Ваше задание -
Перепечатайте все приведенные ниже данные строка в строку, без единого изменения. Изображения в ответ не включайте.

Данные для упражнения -

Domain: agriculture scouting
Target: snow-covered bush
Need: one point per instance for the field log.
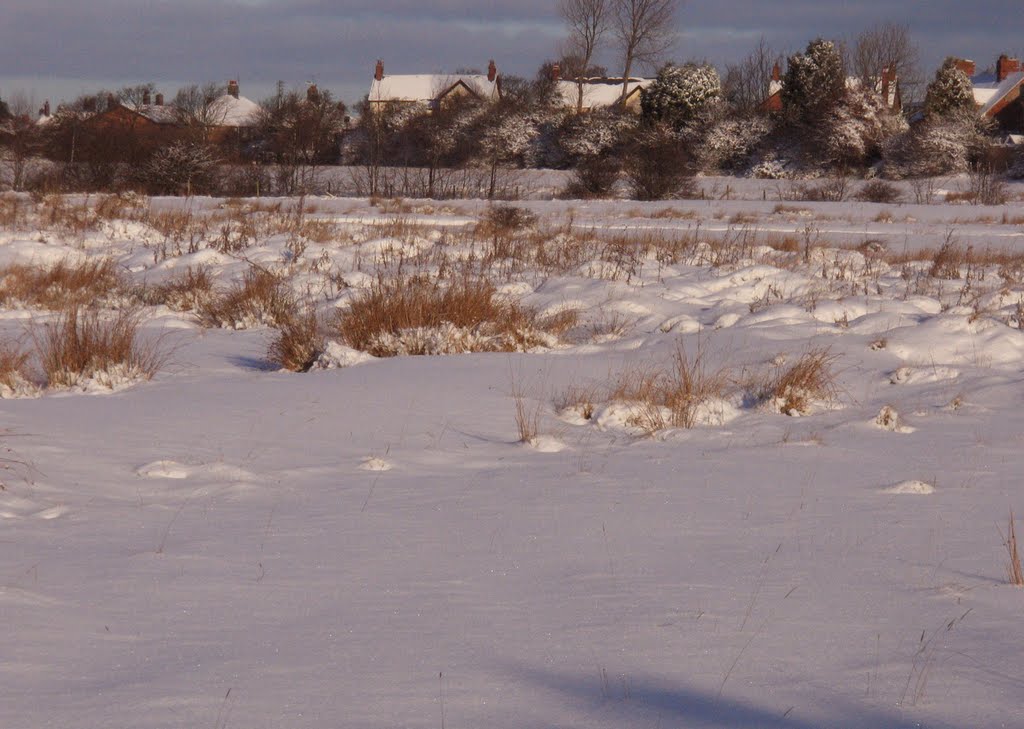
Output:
(949, 92)
(814, 82)
(680, 93)
(854, 131)
(728, 143)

Результат задания -
Domain: agriculture scouting
Target: snow-covered bush
Need: one point per instance for the field log.
Output:
(949, 92)
(814, 82)
(680, 93)
(854, 131)
(728, 143)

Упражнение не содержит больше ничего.